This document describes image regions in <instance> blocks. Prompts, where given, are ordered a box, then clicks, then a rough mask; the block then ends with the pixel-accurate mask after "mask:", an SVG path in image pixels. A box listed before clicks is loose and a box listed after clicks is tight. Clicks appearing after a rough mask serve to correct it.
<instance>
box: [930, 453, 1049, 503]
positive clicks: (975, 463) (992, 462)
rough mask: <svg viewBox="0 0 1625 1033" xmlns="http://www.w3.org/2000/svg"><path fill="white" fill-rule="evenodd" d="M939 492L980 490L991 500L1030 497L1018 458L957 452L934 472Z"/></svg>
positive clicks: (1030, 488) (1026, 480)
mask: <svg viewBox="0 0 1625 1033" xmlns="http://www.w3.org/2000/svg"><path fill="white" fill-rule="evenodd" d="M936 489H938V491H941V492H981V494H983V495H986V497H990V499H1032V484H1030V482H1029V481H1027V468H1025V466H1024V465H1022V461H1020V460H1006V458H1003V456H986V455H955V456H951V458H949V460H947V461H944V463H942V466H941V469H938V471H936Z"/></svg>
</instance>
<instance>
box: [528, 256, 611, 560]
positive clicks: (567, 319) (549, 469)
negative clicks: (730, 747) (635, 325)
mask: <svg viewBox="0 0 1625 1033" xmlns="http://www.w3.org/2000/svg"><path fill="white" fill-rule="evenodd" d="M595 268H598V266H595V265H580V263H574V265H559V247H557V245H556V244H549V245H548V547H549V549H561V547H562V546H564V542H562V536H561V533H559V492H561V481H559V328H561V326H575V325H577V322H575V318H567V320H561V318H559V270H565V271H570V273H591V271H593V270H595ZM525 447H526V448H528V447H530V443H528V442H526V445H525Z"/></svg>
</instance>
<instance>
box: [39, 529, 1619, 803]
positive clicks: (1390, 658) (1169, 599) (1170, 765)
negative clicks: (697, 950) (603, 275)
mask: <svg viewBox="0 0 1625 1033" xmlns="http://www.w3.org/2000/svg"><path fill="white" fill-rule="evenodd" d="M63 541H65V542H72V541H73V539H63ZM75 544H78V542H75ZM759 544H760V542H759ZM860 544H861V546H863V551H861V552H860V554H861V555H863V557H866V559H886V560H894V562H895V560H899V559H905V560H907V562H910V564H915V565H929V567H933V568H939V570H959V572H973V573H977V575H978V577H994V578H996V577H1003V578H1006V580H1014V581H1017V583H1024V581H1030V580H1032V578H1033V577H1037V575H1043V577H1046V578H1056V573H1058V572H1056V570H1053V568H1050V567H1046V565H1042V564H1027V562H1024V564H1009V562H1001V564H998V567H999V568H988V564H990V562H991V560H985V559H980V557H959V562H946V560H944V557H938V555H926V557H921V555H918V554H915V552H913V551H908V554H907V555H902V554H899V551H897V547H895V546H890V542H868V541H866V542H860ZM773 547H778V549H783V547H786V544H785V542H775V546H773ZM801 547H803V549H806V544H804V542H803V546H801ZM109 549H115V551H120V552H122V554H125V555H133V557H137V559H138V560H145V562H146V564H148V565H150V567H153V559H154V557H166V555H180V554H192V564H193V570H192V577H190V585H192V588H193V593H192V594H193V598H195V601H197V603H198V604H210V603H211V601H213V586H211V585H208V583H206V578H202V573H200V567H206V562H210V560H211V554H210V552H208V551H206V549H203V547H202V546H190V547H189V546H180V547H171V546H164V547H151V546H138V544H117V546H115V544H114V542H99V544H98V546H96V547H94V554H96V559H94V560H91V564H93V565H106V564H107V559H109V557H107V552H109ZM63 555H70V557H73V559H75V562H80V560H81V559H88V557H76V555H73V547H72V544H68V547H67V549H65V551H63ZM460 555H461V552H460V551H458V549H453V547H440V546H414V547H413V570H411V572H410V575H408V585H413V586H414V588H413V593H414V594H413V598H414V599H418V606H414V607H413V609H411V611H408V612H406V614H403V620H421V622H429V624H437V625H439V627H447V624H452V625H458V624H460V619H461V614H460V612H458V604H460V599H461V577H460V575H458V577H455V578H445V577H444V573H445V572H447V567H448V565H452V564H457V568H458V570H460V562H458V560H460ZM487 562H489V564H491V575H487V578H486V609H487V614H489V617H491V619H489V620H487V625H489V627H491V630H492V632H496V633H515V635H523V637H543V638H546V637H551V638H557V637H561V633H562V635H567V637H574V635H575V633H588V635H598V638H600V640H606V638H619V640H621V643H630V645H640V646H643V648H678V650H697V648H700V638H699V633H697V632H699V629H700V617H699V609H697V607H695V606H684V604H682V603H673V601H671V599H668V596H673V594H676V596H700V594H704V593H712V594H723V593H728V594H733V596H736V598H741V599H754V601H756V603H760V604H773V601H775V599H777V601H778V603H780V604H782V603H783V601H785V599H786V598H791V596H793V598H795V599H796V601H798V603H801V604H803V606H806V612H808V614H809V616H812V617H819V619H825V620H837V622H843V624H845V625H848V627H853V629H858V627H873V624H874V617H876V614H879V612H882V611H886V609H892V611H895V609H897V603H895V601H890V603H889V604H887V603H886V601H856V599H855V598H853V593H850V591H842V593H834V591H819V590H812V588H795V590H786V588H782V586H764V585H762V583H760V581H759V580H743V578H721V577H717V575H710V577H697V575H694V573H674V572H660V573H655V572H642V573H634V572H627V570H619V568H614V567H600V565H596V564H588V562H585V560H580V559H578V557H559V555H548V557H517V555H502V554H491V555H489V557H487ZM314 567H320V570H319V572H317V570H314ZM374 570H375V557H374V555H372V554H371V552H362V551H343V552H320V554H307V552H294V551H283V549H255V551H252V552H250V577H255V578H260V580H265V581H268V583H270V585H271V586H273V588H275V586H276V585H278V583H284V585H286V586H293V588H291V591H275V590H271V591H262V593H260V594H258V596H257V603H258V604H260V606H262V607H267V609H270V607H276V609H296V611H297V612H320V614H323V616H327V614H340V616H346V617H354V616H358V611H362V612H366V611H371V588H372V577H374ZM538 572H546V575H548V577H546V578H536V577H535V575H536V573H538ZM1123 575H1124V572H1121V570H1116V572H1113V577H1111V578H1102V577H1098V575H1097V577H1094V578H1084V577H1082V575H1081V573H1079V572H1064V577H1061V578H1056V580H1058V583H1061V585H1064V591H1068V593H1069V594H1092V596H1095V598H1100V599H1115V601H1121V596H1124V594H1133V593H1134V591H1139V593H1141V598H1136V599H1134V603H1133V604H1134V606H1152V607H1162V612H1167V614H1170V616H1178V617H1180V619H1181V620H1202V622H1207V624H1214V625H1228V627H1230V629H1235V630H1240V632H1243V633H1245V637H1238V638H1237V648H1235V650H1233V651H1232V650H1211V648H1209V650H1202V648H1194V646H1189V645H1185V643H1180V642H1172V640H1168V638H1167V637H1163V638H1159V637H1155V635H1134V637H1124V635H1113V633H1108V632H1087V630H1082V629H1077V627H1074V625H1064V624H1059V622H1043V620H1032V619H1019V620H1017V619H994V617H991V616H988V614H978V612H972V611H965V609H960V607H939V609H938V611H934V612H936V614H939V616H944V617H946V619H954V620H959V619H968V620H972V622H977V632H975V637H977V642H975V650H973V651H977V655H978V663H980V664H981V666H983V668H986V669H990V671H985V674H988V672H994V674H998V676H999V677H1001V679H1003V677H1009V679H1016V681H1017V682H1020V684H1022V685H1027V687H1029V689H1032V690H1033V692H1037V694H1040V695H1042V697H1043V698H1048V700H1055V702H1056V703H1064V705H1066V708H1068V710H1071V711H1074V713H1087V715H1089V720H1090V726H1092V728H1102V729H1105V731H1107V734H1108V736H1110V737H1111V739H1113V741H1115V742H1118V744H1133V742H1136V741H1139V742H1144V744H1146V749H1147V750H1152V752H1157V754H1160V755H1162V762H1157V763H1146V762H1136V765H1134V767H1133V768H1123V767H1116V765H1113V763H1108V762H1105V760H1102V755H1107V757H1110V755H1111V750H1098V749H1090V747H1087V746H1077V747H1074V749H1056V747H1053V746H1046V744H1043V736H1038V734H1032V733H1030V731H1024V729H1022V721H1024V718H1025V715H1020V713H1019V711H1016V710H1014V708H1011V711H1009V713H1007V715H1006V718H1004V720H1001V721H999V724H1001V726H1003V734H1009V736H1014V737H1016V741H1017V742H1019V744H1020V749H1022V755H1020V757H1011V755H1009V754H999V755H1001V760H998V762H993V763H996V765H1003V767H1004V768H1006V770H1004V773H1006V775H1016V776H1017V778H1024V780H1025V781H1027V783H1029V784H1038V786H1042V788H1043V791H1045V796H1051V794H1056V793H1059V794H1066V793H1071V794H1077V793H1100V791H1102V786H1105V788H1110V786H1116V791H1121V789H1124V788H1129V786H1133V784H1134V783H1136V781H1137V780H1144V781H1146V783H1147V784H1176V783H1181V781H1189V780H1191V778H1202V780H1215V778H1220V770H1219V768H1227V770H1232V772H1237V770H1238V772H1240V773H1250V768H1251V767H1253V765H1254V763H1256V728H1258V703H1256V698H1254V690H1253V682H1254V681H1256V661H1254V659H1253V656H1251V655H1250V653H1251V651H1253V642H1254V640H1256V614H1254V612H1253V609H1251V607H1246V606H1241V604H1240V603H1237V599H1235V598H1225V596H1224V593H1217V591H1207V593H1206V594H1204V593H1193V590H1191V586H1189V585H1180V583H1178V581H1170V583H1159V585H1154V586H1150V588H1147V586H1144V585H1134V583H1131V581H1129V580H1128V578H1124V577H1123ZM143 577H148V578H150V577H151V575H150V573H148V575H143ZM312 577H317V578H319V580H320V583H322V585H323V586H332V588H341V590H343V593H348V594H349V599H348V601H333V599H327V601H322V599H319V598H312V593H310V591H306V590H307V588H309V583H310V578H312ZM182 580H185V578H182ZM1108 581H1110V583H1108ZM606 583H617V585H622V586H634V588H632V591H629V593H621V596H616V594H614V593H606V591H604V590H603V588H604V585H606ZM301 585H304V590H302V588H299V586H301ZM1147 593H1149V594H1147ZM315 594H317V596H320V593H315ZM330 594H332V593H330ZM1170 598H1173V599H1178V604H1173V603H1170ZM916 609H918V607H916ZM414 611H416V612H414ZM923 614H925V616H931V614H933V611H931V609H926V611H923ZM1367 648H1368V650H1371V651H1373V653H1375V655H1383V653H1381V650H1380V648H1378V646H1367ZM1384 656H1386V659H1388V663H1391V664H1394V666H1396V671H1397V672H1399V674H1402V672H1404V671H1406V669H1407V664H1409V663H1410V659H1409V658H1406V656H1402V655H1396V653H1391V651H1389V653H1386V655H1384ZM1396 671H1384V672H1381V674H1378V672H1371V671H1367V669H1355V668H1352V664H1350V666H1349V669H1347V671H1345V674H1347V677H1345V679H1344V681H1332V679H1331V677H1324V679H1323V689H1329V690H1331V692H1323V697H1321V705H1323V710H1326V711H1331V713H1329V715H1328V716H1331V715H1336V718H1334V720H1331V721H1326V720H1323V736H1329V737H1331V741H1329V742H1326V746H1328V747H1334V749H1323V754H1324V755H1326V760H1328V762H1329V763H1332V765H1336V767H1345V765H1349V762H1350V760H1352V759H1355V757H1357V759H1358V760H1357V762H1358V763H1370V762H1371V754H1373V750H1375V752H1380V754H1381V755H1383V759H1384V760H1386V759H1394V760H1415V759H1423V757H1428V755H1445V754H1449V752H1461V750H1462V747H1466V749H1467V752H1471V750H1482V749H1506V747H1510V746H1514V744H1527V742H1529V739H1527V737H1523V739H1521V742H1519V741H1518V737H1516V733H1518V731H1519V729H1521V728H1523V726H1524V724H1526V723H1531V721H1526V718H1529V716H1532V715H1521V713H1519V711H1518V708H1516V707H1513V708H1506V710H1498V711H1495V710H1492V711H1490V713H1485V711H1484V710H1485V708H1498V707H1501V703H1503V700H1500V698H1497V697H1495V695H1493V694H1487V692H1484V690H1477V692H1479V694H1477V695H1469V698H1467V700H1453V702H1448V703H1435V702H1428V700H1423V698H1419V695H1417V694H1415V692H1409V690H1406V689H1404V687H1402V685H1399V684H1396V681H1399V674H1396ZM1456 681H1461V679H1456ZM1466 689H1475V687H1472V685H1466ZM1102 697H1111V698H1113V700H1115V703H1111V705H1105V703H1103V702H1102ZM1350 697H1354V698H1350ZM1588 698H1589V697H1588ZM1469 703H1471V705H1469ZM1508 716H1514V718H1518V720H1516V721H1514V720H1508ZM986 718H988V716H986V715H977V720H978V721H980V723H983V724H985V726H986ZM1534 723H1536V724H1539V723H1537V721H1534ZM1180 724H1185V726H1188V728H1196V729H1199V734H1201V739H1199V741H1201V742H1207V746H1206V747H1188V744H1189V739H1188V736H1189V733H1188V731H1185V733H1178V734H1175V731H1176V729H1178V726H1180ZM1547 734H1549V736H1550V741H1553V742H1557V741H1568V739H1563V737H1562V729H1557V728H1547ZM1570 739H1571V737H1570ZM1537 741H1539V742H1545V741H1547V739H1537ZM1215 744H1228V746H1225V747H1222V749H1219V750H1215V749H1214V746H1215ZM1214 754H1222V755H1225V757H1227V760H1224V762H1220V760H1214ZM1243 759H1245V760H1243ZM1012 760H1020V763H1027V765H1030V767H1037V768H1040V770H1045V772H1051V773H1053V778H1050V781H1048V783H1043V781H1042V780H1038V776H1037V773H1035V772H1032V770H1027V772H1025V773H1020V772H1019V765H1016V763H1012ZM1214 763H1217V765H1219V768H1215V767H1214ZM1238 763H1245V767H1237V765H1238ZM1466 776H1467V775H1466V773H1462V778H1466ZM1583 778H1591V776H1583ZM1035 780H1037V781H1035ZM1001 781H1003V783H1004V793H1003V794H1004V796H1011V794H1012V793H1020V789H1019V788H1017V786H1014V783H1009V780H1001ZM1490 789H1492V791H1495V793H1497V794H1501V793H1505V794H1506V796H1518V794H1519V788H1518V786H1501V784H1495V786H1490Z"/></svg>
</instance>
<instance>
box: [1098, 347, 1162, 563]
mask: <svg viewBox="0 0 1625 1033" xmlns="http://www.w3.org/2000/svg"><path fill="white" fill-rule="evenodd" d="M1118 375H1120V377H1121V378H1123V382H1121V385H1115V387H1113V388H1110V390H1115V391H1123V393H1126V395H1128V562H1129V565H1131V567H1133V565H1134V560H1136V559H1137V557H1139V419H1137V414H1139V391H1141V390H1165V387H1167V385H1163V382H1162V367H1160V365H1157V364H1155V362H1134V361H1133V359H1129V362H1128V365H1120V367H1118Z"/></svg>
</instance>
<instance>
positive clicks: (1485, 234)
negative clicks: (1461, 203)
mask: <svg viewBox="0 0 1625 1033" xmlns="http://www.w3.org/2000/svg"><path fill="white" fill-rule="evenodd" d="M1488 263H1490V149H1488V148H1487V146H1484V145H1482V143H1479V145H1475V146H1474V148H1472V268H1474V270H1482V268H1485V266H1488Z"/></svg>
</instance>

⁂

▸ Directions
Give again, word for word, every line of the listing above from the one with "positive clicks: (975, 463) (992, 462)" to the one with "rough mask: <svg", both inclusive, and nothing beyond them.

▸ Response for this exercise
positive clicks: (975, 463) (992, 462)
rough mask: <svg viewBox="0 0 1625 1033" xmlns="http://www.w3.org/2000/svg"><path fill="white" fill-rule="evenodd" d="M939 492L980 490L991 500L1030 497L1018 458L957 452L934 472Z"/></svg>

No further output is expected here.